[Problem description]
The required result is the exact run of lines beginning at the one containing "[point] every instance of the beige" and ending at the last line of the entries.

[Exercise material]
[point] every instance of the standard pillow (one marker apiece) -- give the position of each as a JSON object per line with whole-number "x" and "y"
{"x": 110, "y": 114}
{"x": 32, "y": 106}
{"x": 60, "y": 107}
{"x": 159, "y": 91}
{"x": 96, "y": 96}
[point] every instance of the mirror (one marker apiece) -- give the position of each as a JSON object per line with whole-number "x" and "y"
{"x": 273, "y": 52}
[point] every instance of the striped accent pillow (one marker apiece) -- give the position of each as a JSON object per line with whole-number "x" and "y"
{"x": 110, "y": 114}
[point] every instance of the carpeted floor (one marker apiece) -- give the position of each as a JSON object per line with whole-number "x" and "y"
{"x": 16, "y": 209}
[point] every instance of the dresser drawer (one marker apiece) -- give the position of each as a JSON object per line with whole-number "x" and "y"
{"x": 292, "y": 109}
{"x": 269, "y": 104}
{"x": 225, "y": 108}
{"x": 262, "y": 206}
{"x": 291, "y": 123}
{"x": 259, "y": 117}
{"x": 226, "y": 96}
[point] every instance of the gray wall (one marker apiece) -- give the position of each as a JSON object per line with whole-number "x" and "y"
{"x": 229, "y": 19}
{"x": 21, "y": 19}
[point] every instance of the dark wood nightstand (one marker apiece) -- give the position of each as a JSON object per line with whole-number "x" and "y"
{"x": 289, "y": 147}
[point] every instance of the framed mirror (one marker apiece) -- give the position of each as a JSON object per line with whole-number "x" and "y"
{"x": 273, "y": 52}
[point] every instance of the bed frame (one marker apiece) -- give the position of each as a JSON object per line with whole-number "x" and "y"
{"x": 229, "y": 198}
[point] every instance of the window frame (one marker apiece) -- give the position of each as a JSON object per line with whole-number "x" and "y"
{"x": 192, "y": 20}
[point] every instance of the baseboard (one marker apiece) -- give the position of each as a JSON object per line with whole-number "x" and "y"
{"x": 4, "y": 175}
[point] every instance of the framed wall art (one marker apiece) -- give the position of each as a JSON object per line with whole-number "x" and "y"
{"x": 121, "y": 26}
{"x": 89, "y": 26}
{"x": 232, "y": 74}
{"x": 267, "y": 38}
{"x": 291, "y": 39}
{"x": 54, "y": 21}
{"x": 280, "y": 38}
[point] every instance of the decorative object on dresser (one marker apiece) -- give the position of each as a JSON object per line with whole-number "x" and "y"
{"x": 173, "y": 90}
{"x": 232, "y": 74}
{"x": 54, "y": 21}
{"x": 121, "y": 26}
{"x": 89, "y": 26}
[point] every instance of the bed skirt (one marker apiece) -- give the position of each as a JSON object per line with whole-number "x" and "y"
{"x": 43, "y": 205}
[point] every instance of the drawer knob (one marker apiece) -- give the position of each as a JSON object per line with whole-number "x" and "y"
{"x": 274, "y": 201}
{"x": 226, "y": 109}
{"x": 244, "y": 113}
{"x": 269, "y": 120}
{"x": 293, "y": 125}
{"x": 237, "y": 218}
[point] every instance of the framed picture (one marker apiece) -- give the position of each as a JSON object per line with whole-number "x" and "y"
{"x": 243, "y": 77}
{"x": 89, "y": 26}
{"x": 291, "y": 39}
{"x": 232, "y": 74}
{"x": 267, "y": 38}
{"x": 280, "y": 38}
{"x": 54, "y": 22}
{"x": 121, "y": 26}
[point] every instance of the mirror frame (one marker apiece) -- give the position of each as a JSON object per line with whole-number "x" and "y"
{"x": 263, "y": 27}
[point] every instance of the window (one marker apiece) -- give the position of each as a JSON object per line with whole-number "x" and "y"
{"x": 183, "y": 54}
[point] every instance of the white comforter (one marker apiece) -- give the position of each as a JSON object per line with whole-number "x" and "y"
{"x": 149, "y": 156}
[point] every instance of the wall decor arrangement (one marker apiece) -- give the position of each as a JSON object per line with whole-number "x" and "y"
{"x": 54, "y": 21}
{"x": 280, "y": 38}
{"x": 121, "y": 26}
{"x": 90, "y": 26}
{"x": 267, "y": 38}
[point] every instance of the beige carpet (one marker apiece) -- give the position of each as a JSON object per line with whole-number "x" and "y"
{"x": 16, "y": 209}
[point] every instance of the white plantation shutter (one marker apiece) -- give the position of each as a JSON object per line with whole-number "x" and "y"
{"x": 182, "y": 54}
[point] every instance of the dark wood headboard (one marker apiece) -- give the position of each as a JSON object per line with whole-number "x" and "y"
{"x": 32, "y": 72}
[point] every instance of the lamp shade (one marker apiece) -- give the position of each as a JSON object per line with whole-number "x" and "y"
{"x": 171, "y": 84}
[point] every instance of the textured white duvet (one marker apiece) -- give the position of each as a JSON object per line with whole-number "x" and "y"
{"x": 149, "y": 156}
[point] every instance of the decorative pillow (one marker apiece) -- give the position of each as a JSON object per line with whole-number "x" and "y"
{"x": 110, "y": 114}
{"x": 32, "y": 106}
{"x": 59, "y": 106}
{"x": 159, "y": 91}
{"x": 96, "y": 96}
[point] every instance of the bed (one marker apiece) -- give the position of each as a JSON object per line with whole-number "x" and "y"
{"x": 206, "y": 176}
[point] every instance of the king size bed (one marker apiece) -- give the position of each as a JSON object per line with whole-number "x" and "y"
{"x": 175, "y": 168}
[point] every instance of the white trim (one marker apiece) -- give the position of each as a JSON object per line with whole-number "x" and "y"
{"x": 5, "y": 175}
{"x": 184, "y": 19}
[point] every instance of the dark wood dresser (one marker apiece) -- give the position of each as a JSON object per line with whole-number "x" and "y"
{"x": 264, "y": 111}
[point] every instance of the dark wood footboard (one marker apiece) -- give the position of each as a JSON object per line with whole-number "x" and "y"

[Exercise answer]
[point] every instance of the beige carpet (one marker apiece) -- give the position of each as a JSON object per line with whole-number "x" and "y"
{"x": 16, "y": 209}
[point] every instance of the white plantation shutter (one marker apiece) -- give the position of each as a JSON object per line with whole-number "x" and "y"
{"x": 182, "y": 54}
[point] every instance of the dark wood headboard (one marker apiece) -- give the position of each as a JSON object per line with whole-number "x" and "y"
{"x": 32, "y": 72}
[point] every instance of the lamp shade (one marker apiece) -- give the position of each as a JSON object per line with whole-number "x" and "y"
{"x": 171, "y": 84}
[point] every instance of the textured white duvet (one marker apiece) -- give the position of each as a JSON object per line with whole-number "x" and "y"
{"x": 149, "y": 156}
[point] every instance of the decorative pillow (one marker apiece) -- give the position of each as a JSON object per line with whole-number "x" and "y"
{"x": 110, "y": 114}
{"x": 32, "y": 106}
{"x": 59, "y": 106}
{"x": 159, "y": 91}
{"x": 96, "y": 96}
[point] every instance of the bed (one marker apiece) -- give the position of each as a JSON object per line with whole-number "x" and "y"
{"x": 206, "y": 176}
[point] every instance of the king size bed (one marker apiece) -- give the position of each as a JSON object per line with whole-number "x" and "y"
{"x": 175, "y": 168}
[point] every instance of the white trim (one marker apiece) -- give the position of each as a JSON object per line with whole-number "x" and "y"
{"x": 5, "y": 175}
{"x": 184, "y": 19}
[point] every instance of the dark wood dresser (one marker apiece) -- give the position of each as a JSON object per line with whole-number "x" and "y"
{"x": 264, "y": 111}
[point] every instance of the dark wood footboard (one marker apiece) -- give the position of each as a JSON object per line with whole-number "x" and "y"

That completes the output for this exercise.